* **EXERCISE DIRECTIONS**:
Copy out the data word for word. The images are not part of the copy.

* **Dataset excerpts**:
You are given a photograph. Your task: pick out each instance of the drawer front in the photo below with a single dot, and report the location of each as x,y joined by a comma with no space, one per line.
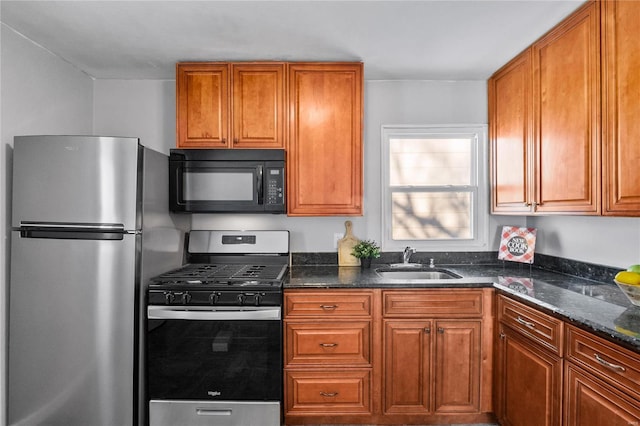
432,303
604,358
539,326
328,392
327,304
328,343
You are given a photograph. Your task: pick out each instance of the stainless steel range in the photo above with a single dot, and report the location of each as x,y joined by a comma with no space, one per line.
214,332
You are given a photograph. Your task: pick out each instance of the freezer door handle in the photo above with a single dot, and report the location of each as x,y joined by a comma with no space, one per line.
74,231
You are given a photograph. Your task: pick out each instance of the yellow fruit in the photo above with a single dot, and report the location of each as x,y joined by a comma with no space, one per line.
628,277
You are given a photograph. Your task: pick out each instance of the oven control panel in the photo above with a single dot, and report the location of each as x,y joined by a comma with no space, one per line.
213,297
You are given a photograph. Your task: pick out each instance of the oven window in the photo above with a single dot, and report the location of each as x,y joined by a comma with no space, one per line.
219,185
214,360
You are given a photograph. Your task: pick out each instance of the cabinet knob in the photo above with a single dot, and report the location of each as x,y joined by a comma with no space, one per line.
525,323
329,307
609,365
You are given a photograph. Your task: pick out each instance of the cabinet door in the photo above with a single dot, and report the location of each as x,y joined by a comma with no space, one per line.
529,386
324,158
566,115
457,366
510,127
258,105
621,103
590,402
202,98
407,367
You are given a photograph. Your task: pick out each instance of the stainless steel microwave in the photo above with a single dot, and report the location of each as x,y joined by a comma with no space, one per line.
227,181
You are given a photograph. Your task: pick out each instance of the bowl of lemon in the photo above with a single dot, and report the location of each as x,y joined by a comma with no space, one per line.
629,282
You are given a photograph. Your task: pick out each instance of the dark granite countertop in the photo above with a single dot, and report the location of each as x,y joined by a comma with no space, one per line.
599,307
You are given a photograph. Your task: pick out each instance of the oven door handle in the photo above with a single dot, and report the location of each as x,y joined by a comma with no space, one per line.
213,314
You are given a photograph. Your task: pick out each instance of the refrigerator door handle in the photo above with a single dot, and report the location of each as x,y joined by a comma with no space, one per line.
72,231
67,225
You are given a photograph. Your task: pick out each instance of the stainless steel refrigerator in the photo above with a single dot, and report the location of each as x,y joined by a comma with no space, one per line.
90,225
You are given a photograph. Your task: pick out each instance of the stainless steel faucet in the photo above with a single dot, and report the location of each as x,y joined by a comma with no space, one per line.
406,255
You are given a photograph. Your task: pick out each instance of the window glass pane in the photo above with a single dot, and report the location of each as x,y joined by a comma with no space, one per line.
429,162
431,215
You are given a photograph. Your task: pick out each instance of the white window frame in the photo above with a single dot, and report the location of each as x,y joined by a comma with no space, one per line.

* **TASK RESPONSE**:
You are given a photograph. Your task: pick out each instance of the drawer front in the photo below with a single dot, and report the location of each as x,y joined by a comma with no space, one per line.
432,303
604,358
539,326
328,392
327,304
328,343
You are given a photograph. Your task: pick out each instance of the stainless steel range in the photo above with a single dot, and report the location of each as x,y joined by a comma with no space, one per line.
214,332
You are given a photograph. Your task: pick out each instance of the freezer door handle in the photo above with a single dot, and report the location of each as x,y joined by a comma with no space, one per line.
74,231
You are given a photograph. Your task: pick out each instance of the yellow fruit in the photo above with a single dot, and report the location of each as x,y joined by a comma with no space, one per line.
628,277
You are given a photograph. Your task: pick out each instance of the oven control panel in the photo above with a single dot, and report the location of each as x,y joined by a comma with no space, one per line.
213,297
You are given a photograph. Your task: pick out each instance of the oven window in the photo above with a single dot, and report the location of each as x,y joined by a comma with no space, one per line.
219,185
214,360
You are given a photograph. Your task: pick out each instance of the cabinet knob in the photo above with a single dot, and report the location of each as x,y joined by a comma with no space, one per line.
525,323
329,307
609,365
You are given a photograph. Your task: pick out each instance of the cabinet door in the photo above with a single dot, and report the location of each as x,y joined by a comma with no space, one per line.
529,386
324,158
566,115
457,366
510,127
258,105
621,103
590,402
202,98
407,367
You are given a photograph. Your task: pick out each instance of the stainless steel microwave in the photo above with a single dot, and report the location of each as x,y joined by a comma with no space, one per line.
227,181
You are given a photograph. Your task: pick out each instance of the bowl of lemon in the photo above with a single dot, and report the location of each as x,y joined by a comma with no space, one per line.
629,282
You are given a photograph. Your task: pick out each instance of the dark granite countertop in the photo above with a single dot, and report the location of each as x,y joined by a comma with no space, one per line.
599,307
You are given a photograph. Your task: pick out each instance of the oven door handle in the photo above with a single dot, and report the location of each as x,y joined by a comma with no space, one per line.
213,314
You are given a photograph. Your task: pick out each instance of the refrigerator door handle in the photo above with a single dot, and report the location of each as x,y joined by a comma with no space, one per line.
72,231
67,225
You are given a photograph. Your task: pick out each instance of the stainless steel refrigerator in the photo above with a single dot, and report the location of each as x,y joined by a comma with no space, one per line.
90,225
You are given a photograph. Your task: pick out each instance of the stainless steel faucet in the photo above with a single dot, and report the location of each as x,y joined by a comma with no space, one per line.
406,255
You are given a photograph. Your task: pick out each instance of the window glass pane in the photo above with a single dot, and report the location of each as x,y joined by a comma with no space, one per line.
429,162
431,215
You are given a photograph. Your task: pick out each instance of the white window frame in the photo above with a single dot, and report the location of each as x,y joined by a comma with no space, one per line.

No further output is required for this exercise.